===== RECORDS FOR THIS TASK

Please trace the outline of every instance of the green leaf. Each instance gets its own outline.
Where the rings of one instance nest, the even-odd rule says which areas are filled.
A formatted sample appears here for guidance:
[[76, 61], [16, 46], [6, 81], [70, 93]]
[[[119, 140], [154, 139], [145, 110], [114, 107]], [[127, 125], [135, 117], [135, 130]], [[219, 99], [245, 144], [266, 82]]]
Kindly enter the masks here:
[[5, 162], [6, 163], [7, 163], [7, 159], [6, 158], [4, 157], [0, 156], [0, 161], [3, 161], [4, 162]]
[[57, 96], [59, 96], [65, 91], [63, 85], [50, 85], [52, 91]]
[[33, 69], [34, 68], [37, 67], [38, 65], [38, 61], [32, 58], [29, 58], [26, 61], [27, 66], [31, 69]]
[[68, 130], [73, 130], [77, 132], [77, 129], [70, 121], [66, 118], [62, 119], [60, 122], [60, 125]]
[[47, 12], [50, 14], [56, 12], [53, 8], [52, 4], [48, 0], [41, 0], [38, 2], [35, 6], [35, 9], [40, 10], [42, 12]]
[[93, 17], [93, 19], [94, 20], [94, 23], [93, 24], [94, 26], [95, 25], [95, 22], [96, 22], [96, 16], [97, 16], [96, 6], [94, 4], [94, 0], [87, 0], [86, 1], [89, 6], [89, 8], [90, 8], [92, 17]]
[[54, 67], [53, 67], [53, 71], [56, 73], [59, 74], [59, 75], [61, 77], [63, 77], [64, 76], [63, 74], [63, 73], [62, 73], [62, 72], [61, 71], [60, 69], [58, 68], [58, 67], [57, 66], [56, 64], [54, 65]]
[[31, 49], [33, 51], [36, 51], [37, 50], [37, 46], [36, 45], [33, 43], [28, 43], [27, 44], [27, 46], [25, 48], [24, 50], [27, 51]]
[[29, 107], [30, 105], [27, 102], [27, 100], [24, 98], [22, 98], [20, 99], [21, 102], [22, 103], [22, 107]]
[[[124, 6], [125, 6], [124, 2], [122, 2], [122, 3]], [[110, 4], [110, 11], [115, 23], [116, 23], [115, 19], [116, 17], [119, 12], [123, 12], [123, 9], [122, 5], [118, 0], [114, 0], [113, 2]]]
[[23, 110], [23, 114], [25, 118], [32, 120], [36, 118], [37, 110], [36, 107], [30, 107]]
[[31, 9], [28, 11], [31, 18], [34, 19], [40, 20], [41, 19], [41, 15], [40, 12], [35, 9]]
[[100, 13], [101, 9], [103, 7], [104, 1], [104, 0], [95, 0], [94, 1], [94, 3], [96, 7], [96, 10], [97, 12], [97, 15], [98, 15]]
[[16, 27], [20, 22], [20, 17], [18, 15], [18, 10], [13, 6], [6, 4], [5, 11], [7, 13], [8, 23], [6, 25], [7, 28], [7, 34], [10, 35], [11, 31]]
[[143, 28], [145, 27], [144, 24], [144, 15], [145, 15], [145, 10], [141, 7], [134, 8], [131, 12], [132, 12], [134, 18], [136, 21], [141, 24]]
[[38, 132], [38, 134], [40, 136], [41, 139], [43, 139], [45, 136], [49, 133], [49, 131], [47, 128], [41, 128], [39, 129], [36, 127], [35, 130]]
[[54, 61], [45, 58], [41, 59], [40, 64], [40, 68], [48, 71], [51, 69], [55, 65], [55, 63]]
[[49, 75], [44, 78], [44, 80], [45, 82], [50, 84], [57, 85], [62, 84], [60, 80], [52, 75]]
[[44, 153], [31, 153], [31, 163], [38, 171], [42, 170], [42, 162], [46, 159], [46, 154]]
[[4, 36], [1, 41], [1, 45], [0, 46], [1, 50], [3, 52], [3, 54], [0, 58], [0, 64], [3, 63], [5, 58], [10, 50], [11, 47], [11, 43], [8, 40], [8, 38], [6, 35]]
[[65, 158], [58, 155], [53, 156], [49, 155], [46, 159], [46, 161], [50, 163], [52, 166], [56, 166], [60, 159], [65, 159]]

==========

* TASK DIRECTIONS *
How many lines in the listing above contain the word "instance"? Give only the number.

* RESULT FOR THIS TASK *
2